Task to complete
Reproduce verbatim the lines of the material below, starting at the line that contains "Q: For every instance of the finger" and continuing through the final line of the material.

>> begin Given records

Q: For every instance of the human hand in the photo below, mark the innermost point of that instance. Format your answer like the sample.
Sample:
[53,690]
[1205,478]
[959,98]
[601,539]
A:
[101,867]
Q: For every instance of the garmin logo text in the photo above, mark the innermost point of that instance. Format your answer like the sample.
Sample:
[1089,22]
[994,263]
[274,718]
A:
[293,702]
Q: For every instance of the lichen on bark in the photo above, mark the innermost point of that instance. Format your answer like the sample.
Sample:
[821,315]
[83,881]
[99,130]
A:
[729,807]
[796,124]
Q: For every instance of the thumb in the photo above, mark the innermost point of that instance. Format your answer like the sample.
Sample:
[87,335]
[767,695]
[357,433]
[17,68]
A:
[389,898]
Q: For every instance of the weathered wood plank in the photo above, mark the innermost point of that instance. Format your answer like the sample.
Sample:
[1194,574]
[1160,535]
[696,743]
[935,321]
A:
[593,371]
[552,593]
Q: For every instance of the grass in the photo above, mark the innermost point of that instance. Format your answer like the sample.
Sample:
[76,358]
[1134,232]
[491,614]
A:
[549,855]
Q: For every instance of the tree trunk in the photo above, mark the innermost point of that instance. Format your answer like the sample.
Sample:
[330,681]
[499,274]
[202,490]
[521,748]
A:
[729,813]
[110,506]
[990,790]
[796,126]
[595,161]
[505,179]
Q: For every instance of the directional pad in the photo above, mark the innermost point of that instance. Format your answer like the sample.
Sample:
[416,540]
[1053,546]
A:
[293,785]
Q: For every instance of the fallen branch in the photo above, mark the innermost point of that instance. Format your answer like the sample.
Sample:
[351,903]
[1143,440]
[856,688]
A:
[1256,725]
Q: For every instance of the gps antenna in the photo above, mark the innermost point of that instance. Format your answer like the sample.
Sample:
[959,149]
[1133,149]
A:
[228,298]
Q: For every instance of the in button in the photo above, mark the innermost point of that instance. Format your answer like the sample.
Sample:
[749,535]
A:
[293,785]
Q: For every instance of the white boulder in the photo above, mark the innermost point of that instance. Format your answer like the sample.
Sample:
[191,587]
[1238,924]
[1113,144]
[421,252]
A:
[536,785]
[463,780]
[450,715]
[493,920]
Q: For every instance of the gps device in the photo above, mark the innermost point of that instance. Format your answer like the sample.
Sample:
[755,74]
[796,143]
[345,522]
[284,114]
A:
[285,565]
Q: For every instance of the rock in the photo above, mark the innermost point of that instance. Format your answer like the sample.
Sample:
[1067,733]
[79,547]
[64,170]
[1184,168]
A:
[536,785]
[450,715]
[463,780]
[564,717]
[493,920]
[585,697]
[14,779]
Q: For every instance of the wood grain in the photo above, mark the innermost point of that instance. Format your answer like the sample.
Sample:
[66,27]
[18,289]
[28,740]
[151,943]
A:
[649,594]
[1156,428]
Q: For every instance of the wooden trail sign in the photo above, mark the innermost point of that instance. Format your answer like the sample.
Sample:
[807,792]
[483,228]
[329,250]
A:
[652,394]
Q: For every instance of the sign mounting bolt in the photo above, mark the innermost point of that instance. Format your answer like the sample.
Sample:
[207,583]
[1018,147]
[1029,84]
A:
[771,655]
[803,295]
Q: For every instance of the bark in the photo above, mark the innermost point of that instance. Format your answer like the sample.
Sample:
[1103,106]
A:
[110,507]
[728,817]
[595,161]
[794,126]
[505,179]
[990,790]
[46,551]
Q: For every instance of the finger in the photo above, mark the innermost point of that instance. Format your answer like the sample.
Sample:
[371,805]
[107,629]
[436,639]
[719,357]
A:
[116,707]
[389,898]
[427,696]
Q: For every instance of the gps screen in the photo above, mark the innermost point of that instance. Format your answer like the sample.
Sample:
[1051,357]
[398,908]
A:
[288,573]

>> end Given records

Solved exercise
Q: For every instance of the finger in the photo above, mark the innermost point of that instance. Format your answer like the sample.
Sample:
[371,805]
[107,629]
[436,639]
[719,357]
A:
[116,707]
[389,898]
[427,696]
Q: For every instance of the gps screen in the photo above, mark the innermost point of that instance. Format your answer like the sample.
Sample:
[1051,357]
[398,908]
A:
[288,573]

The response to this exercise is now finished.